▶ **What is needed**:
Lay out every line of the entries below as a Markdown table with the columns "No." and "Line". Skip blank lines and leave the pictures out.

▶ **Records provided**:

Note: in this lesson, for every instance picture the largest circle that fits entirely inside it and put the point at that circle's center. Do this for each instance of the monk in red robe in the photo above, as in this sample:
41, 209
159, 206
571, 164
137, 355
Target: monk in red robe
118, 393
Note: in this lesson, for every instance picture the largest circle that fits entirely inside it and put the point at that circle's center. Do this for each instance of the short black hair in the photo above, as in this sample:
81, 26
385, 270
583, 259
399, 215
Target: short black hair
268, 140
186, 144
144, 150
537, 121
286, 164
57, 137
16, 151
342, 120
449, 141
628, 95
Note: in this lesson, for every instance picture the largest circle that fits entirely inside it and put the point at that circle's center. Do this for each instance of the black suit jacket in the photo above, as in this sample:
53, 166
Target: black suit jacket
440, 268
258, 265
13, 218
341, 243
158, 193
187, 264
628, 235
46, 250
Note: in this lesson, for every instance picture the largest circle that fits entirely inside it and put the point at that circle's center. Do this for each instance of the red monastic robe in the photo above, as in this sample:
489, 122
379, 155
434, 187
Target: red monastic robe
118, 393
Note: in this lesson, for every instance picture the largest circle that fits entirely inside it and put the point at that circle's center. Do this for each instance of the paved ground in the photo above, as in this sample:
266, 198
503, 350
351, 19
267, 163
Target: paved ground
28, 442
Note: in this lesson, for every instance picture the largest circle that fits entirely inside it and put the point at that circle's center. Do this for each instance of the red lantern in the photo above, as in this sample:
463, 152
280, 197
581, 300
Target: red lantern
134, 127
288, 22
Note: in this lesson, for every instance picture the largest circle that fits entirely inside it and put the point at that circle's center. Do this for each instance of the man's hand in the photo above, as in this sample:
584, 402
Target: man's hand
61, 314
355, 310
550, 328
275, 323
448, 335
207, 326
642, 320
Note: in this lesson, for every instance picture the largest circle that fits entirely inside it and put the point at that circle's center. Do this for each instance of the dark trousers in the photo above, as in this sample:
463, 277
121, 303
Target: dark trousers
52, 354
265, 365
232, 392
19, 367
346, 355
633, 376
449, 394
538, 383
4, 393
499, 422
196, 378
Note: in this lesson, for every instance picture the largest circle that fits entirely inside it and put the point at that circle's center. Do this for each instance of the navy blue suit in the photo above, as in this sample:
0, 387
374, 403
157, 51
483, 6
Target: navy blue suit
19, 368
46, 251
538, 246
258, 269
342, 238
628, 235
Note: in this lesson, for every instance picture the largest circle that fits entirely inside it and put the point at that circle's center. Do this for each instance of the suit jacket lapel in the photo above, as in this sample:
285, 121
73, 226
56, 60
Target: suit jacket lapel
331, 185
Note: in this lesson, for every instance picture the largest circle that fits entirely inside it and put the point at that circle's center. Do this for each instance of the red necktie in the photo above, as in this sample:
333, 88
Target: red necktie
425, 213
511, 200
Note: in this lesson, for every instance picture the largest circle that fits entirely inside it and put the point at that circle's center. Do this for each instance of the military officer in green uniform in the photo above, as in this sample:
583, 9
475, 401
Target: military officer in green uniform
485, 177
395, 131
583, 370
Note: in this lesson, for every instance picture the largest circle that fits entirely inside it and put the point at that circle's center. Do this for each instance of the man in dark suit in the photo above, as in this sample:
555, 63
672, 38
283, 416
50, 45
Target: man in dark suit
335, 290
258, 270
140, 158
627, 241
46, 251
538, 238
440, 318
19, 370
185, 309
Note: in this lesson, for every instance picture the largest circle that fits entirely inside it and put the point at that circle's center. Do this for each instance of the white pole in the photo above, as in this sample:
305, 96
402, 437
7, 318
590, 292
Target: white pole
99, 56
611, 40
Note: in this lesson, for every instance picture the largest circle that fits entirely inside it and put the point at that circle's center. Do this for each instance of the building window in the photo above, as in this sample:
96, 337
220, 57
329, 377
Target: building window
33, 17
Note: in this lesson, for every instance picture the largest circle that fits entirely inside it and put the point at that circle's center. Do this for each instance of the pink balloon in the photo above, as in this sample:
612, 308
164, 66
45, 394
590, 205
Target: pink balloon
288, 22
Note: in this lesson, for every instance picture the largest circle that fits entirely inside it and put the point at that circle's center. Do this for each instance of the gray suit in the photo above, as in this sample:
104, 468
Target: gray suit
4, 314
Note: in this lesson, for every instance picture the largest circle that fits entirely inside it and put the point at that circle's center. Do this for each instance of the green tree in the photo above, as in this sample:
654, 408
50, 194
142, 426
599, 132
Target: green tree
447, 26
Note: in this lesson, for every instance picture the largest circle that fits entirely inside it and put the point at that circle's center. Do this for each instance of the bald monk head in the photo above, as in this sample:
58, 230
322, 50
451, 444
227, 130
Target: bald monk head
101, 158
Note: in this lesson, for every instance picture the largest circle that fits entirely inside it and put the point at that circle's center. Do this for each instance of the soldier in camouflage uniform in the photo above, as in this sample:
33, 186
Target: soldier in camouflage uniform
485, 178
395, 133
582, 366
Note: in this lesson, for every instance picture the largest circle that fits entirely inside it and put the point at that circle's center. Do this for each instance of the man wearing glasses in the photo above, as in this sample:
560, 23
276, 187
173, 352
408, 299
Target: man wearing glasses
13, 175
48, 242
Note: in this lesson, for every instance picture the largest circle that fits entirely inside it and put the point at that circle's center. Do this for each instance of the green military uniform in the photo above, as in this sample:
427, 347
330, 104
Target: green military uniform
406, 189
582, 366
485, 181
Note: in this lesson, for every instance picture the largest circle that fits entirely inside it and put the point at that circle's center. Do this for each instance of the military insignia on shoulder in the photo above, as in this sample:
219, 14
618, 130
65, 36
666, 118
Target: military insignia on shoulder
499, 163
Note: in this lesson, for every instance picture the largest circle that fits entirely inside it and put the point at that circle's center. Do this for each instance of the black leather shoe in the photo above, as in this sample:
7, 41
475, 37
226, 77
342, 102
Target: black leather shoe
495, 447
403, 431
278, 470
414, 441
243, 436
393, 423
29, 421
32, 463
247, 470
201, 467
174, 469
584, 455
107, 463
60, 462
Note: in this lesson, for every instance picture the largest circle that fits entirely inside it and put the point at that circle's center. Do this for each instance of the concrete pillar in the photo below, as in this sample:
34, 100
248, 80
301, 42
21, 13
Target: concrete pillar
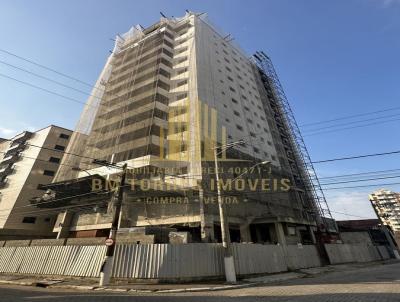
65, 224
280, 234
245, 235
312, 235
206, 221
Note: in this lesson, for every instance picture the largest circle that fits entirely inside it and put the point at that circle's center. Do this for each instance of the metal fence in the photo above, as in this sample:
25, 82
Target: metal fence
168, 261
345, 253
83, 261
180, 261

▶ **The reply**:
| No. | Line |
|---|---|
| 1 | Note: in this lesson, for every instance picture the largest circle that fits entirely inside it and put the point at that circle's center. Do this for each instance of the monk in red robe in the photo above, as in this sample: |
| 2 | 41, 209 |
| 3 | 159, 206 |
| 4 | 571, 164 |
| 5 | 137, 355 |
| 6 | Target: monk in red robe |
| 7 | 118, 393 |
| 8 | Note: in this lesson, for every instance picture the largest circle that fits entirely inside it and put the point at that circle's center. Do this for each instance of the short black hair in the photo above, as in this sample: |
| 9 | 81, 26 |
| 10 | 385, 270 |
| 11 | 583, 259 |
| 12 | 399, 215 |
| 13 | Target: short black hair |
| 14 | 268, 140 |
| 15 | 186, 144 |
| 16 | 144, 150 |
| 17 | 537, 121 |
| 18 | 286, 164 |
| 19 | 57, 137 |
| 20 | 16, 151 |
| 21 | 342, 120 |
| 22 | 449, 141 |
| 23 | 628, 95 |
| 24 | Note: in this lesson, for every instance picture the largest circle that fits entirely inside it and put the point at that circle's center. Do this for each instance of the black suit jacket in the photo above, as in this sample: |
| 25 | 53, 166 |
| 26 | Target: black suit jacket |
| 27 | 440, 268 |
| 28 | 258, 265 |
| 29 | 13, 218 |
| 30 | 341, 243 |
| 31 | 158, 193 |
| 32 | 187, 264 |
| 33 | 628, 235 |
| 34 | 46, 250 |
| 35 | Note: in this lesson, for every instance picture the largest circle that fits entirely inside it and put the point at that circle's center. Do this for each instance of the red monastic robe in the photo above, as in this sample: |
| 36 | 489, 122 |
| 37 | 379, 155 |
| 38 | 434, 187 |
| 39 | Target: red monastic robe |
| 40 | 118, 393 |
| 41 | Note: in this lesson, for every instance picture the largest circle that fits entirely inside it and put the point at that circle's center. Do this for each instance of the paved ground in the photo above, as in this sample: |
| 42 | 266, 198 |
| 43 | 503, 350 |
| 44 | 351, 19 |
| 45 | 267, 163 |
| 46 | Target: paved ground |
| 47 | 28, 442 |
| 48 | Note: in this lesson, for every instance picture the largest circle that fits entirely inside it and put the point at that circle's center. Do this for each instance of the red lantern in the photo above, as in this sample: |
| 49 | 463, 152 |
| 50 | 280, 197 |
| 51 | 581, 300 |
| 52 | Target: red lantern |
| 53 | 134, 127 |
| 54 | 288, 22 |
| 55 | Note: in this lesson, for every instance picture the largest circle that fits entirely inside it and put the point at that circle's center. Do this for each instance of the man's hand in the photo above, as in this sample: |
| 56 | 584, 402 |
| 57 | Target: man's hand |
| 58 | 61, 314 |
| 59 | 355, 310 |
| 60 | 550, 328 |
| 61 | 275, 323 |
| 62 | 448, 335 |
| 63 | 207, 326 |
| 64 | 642, 320 |
| 65 | Note: in this lesson, for every instance picture the largest circle that fits entirely inside it and put the point at that circle's center. Do this for each instance of the dark trousers in the photo above, as in this sample: |
| 66 | 463, 277 |
| 67 | 121, 303 |
| 68 | Target: dark trousers |
| 69 | 52, 354 |
| 70 | 265, 365 |
| 71 | 232, 392 |
| 72 | 19, 367 |
| 73 | 346, 355 |
| 74 | 633, 376 |
| 75 | 449, 394 |
| 76 | 538, 383 |
| 77 | 4, 393 |
| 78 | 499, 422 |
| 79 | 196, 378 |
| 80 | Note: in this lesson, for every instance picture the largest circle that fits entirely inside it and put the point at that circle's center. Do this for each instance of the navy blue suit in the photo above, as in this sample: |
| 81 | 0, 387 |
| 82 | 374, 403 |
| 83 | 157, 51 |
| 84 | 483, 6 |
| 85 | Target: navy blue suit |
| 86 | 19, 368 |
| 87 | 46, 251 |
| 88 | 538, 246 |
| 89 | 258, 269 |
| 90 | 342, 238 |
| 91 | 628, 235 |
| 92 | Note: in this lesson, for every instance picture the largest circle that fits entirely inside it and put the point at that circle's center. Do this for each instance of the suit jacket lapel in the photo above, as in this sample: |
| 93 | 285, 121 |
| 94 | 73, 226 |
| 95 | 56, 60 |
| 96 | Target: suit jacket lapel |
| 97 | 331, 185 |
| 98 | Note: in this lesson, for every instance picture the largest circle that fits entirely inside it and put the point at that circle's center. Do this for each instance of the red necktie in the photo above, as in this sample: |
| 99 | 333, 88 |
| 100 | Target: red necktie |
| 101 | 425, 213 |
| 102 | 511, 200 |
| 103 | Note: in this lesson, for every instance picture the largest circle that fits entirely inside it and put the point at that circle's center. Do this for each instance of the military officer in green uniform in the photo above, as in this sample: |
| 104 | 583, 9 |
| 105 | 475, 401 |
| 106 | Target: military officer in green uniform |
| 107 | 485, 177 |
| 108 | 395, 131 |
| 109 | 583, 370 |
| 110 | Note: in this lesson, for every instance picture the largest circle that fits entirely inside it and put the point at that circle's center. Do this for each instance of the man in dark suit in the photo above, as in this sample: |
| 111 | 555, 63 |
| 112 | 672, 38 |
| 113 | 283, 416 |
| 114 | 50, 45 |
| 115 | Target: man in dark suit |
| 116 | 335, 290 |
| 117 | 258, 270 |
| 118 | 140, 158 |
| 119 | 627, 241 |
| 120 | 46, 251 |
| 121 | 538, 238 |
| 122 | 440, 318 |
| 123 | 19, 370 |
| 124 | 185, 309 |
| 125 | Note: in this lesson, for every instance picture the largest circle that fits entirely inside it and put the point at that circle's center. Do this for each instance of the white pole in the photo above, as in this sample: |
| 126 | 305, 96 |
| 127 | 402, 437 |
| 128 | 7, 318 |
| 129 | 590, 292 |
| 130 | Target: white pole |
| 131 | 99, 56 |
| 132 | 611, 40 |
| 133 | Note: in this lesson, for every instance picture the largest circle that fits entirely inside it and put the point at that circle's center. Do this for each instance of the building window in the photo above, as in this sample: |
| 134 | 96, 337 |
| 135 | 220, 57 |
| 136 | 329, 377 |
| 137 | Target: building window |
| 138 | 33, 17 |
| 139 | Note: in this lesson, for every instance picture the largest circle that fits entirely inside it and put the point at that circle's center. Do this for each instance of the pink balloon in the photo above, as in this sample: |
| 140 | 612, 308 |
| 141 | 164, 66 |
| 142 | 45, 394 |
| 143 | 590, 205 |
| 144 | Target: pink balloon |
| 145 | 288, 22 |
| 146 | Note: in this lesson, for every instance picture the largest circle that fits entirely inside it and put the point at that circle's center. Do this for each instance of the gray suit in the photo above, as in this sample: |
| 147 | 104, 468 |
| 148 | Target: gray suit |
| 149 | 4, 314 |
| 150 | Note: in this lesson, for every instance picture the largest circle that fits entirely inside it and put the point at that circle's center. Do this for each instance of the green tree in the photo above, as in this sample: |
| 151 | 654, 408 |
| 152 | 50, 194 |
| 153 | 142, 426 |
| 154 | 599, 132 |
| 155 | Target: green tree |
| 156 | 447, 26 |
| 157 | Note: in this lesson, for every instance picture the largest circle that fits entirely inside it and put the point at that circle's center. Do this for each instance of the bald monk head in the photo above, as in this sample: |
| 158 | 58, 230 |
| 159 | 322, 50 |
| 160 | 451, 444 |
| 161 | 227, 130 |
| 162 | Target: bald monk head |
| 163 | 101, 158 |
| 164 | Note: in this lesson, for every instance picture the largest circle that fits entirely inside it and put the point at that circle's center. Do this for each instance of the soldier in camouflage uniform in the photo above, as in this sample: |
| 165 | 33, 186 |
| 166 | Target: soldier in camouflage uniform |
| 167 | 485, 178 |
| 168 | 395, 133 |
| 169 | 582, 366 |
| 170 | Note: in this lesson, for every instance picture the largest circle that fits entirely inside it and put the point at that circle's center. Do this for each instance of the man wearing glasses in the photo above, as in this sample: |
| 171 | 560, 23 |
| 172 | 276, 187 |
| 173 | 173, 352 |
| 174 | 408, 299 |
| 175 | Target: man wearing glasses |
| 176 | 13, 175 |
| 177 | 48, 242 |
| 178 | Note: in this lesson, for every instance picture the largest circle that fits entirely inside it and put the point at that circle's center. Do this for each instance of the green military uniform in the photo above, as in this sample: |
| 179 | 427, 347 |
| 180 | 330, 104 |
| 181 | Target: green military uniform |
| 182 | 406, 189 |
| 183 | 582, 366 |
| 184 | 485, 181 |
| 185 | Note: in this lesson, for every instance picture the largest circle that fits entirely inside it and put the point at that circle's center. Do this for each instance of the military insignia on shoulder in the photo above, as in this sample: |
| 186 | 219, 14 |
| 187 | 618, 130 |
| 188 | 65, 36 |
| 189 | 666, 118 |
| 190 | Target: military insignia on shoulder |
| 191 | 499, 163 |
| 192 | Note: in this lesson, for every instance picture the largest circle that fits entirely inside it and put the point at that circle's center. Do this for each instance of the black leather shoe in the photo above, as in this sample: |
| 193 | 7, 41 |
| 194 | 475, 37 |
| 195 | 226, 77 |
| 196 | 342, 102 |
| 197 | Target: black leather shoe |
| 198 | 495, 447 |
| 199 | 403, 431 |
| 200 | 278, 470 |
| 201 | 414, 441 |
| 202 | 243, 436 |
| 203 | 393, 423 |
| 204 | 29, 421 |
| 205 | 32, 463 |
| 206 | 247, 470 |
| 207 | 201, 467 |
| 208 | 174, 469 |
| 209 | 584, 455 |
| 210 | 107, 463 |
| 211 | 60, 462 |
| 212 | Note: in this lesson, for every instance picture the largest circle that fits entirely inside it and put the point at that circle's center. Do this for each instance of the concrete pillar in the photo below, as in this sample: |
| 213 | 34, 100 |
| 214 | 248, 80 |
| 215 | 301, 42 |
| 216 | 21, 13 |
| 217 | Target: concrete pillar |
| 218 | 65, 224 |
| 219 | 280, 234 |
| 220 | 245, 235 |
| 221 | 312, 235 |
| 222 | 206, 221 |
| 223 | Note: in this lesson, for every instance picture the largest circle that fits entirely inside it and put the point at that circle's center. Do this for each instance of the metal fence in the photo above, as in this sample: |
| 224 | 25, 82 |
| 225 | Target: metal fence |
| 226 | 168, 261 |
| 227 | 345, 253 |
| 228 | 83, 261 |
| 229 | 180, 261 |